WHAT THE TASK ASKS
Copy the stretch from "Then, they repeated" through "Palma, told Gutmicrobiotawatch.org." in the article below on gut bacteria and anxiety, keeping every word and punctuation mark unchanged.

SELECTED EXTRACT
┌──
Gut bacteria may play a crucial role in inducing anxiety and depression, according to a new study by researchers at McMaster University (Canada), published in the journal Nature Communications. The research, carried out in rodents, is the first of its kind to explore how gut microbiota works in the onset of altered behaviour deriving from early life stress.

A team of scientists led by Premysl Bercik, Associate Professor of Medicine at McMaster’s Michael G. DeGroote School of Medicine, carried out two sets of experiments with mice with the goal of studying the effect of gut microbiota on behaviour in an established model of anxiety and depression.

Previous studies had shown that conventional mice subjected to maternal separation as pups developed altered stress responses, anxiety and depression-like behaviour in adulthood, as well as gut dysfunction.

First, researchers subjected mice to early life stress by separating the newborn pups from their mothers from days 3 to 21 for three hours every day and confirmed that the conventional mice with complex microbiota displayed anxiety and depression-like behaviour, as well as high levels of the stress hormone corticosterone. The animals also suffered from gut dysfunction (increased faecal pellet output), which scientists measured indirectly by assessing the release of the major neurotransmitter acetylcholine from colonic tissue, responsible for regulating motility and permeability, in vitro.

Then, they repeated the same experiment but this time with germ-free mice, lacking any gut microbiota. Those rodents also presented altered stress hormone levels and gut dysfunction, but, in contrast, did not show any signs of anxiety or depression. “Our results suggest that the bacteria are required for the induction of anxiety and depression in this mouse model,” Bercik, co-author of the study with postdoctoral fellow Giada de Palma, told Gutmicrobiotawatch.org.

In the second set of experiments, they colonised germ-free control and germ-free maternally separated mice with normal healthy microbiota. Then they observed that the colonised control mice maintained the same microbiota, but the germ-free maternally separated mice developed distinct microbial profiles with different metabolic activity, which was associated with the development of anxiety and depression-like behaviour.

Gut dysfunction and altered stress hormones in maternally separated mice shape the gut microbiota towards a specific phenotype that promotes anxiety and depression-like behaviour,” explains Bercik. “This shows that both the host – the mouse – and microbial factors are required for the induction of the altered behaviour in this model.”

The results of this new study throw light on the understanding of how gut microbiota can shape host behaviour. It would be important to determine whether this also applies to humans. “Many studies in humans showed that early life stress, in the form of neglect or abuse, can lead to psychiatric disorders later in life. This is likely through the impact on the neural system, which is very plastic in early life,” says Bercik.

If these results were confirmed in humans, treatment with probiotics or specific diets could be useful in preventing or improving the consequences of early life stress.

Bercik and his team had previously shown in 2011 that bacteria can change exploratory behaviour in a study with healthy mice that were administered non-absorbable antibiotics and which became more daring and active. Also, they demonstrated in a 2010 study that a specific probiotic B. longum improves inflammation-induced anxiety (also in rodents).
└──
RECORDED DATA
┌──
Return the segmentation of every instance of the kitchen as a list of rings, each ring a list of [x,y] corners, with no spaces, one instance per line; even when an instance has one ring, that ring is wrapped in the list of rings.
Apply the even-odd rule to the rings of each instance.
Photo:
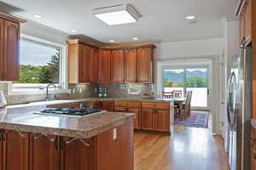
[[[0,2],[0,169],[256,169],[255,5]]]

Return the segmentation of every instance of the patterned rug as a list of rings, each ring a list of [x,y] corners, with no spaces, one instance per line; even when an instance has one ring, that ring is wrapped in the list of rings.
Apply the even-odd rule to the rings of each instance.
[[[183,127],[207,128],[208,119],[209,113],[207,111],[191,110],[190,116],[184,120],[180,116],[176,116],[174,124]]]

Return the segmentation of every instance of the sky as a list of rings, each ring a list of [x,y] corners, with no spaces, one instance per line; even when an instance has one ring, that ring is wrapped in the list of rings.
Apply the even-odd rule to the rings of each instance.
[[[50,57],[56,53],[56,48],[51,47],[38,45],[22,39],[20,42],[20,65],[45,65]]]

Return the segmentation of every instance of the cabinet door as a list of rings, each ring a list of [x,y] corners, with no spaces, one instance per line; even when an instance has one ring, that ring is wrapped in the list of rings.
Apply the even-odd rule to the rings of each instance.
[[[251,141],[251,170],[256,169],[256,144]]]
[[[30,170],[59,170],[59,137],[32,133],[30,137]]]
[[[252,32],[251,32],[251,12],[252,12],[252,0],[247,0],[245,3],[245,44],[247,44],[252,41]]]
[[[99,52],[99,82],[110,82],[110,50],[100,50]]]
[[[137,49],[137,78],[139,82],[151,82],[152,68],[151,48]]]
[[[129,113],[135,113],[136,114],[136,119],[134,120],[134,128],[136,129],[141,129],[141,108],[129,108],[128,111]]]
[[[4,80],[18,81],[20,77],[20,24],[4,20]]]
[[[125,51],[125,82],[137,82],[137,49]]]
[[[90,64],[89,64],[89,79],[90,82],[98,82],[98,65],[99,53],[96,49],[91,48],[90,50]]]
[[[170,116],[168,110],[155,110],[154,128],[157,131],[170,132]]]
[[[89,82],[90,48],[80,44],[79,48],[79,82]]]
[[[96,170],[96,138],[83,139],[63,137],[61,147],[61,170]]]
[[[3,37],[4,37],[4,21],[0,18],[0,81],[3,73]]]
[[[114,50],[111,53],[111,82],[125,82],[125,55],[124,50]]]
[[[154,110],[152,108],[143,108],[142,128],[147,130],[154,129]]]
[[[3,169],[27,170],[29,134],[14,130],[4,130]]]

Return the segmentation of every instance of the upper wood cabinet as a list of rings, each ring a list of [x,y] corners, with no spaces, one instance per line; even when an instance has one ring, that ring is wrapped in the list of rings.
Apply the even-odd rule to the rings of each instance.
[[[68,46],[68,82],[89,82],[90,48],[73,43]]]
[[[150,83],[153,76],[153,50],[150,48],[137,49],[137,81]]]
[[[125,82],[137,82],[137,49],[125,51]]]
[[[111,74],[111,54],[110,50],[101,49],[99,51],[99,83],[110,83]]]
[[[240,44],[246,47],[252,41],[252,0],[242,3],[240,13]]]
[[[95,48],[90,49],[89,59],[89,80],[90,82],[98,82],[99,52]]]
[[[0,14],[0,81],[19,80],[20,22],[25,20]]]
[[[111,82],[124,83],[125,82],[125,54],[124,50],[111,52]]]

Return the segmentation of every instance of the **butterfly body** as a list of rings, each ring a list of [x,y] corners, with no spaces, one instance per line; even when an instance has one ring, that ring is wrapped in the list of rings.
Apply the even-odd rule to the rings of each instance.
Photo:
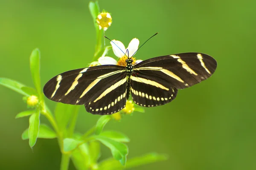
[[[137,105],[157,106],[175,99],[183,89],[209,77],[217,67],[211,57],[186,53],[158,57],[134,65],[102,65],[62,73],[44,88],[49,99],[72,105],[84,105],[94,114],[120,111],[130,95]]]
└──
SOLUTION FOR THIS EXERCISE
Then, they repeated the same experiment but this time with germ-free mice, lacking any gut microbiota. Those rodents also presented altered stress hormone levels and gut dysfunction, but, in contrast, did not show any signs of anxiety or depression. “Our results suggest that the bacteria are required for the induction of anxiety and depression in this mouse model,” Bercik, co-author of the study with postdoctoral fellow Giada de Palma, told Gutmicrobiotawatch.org.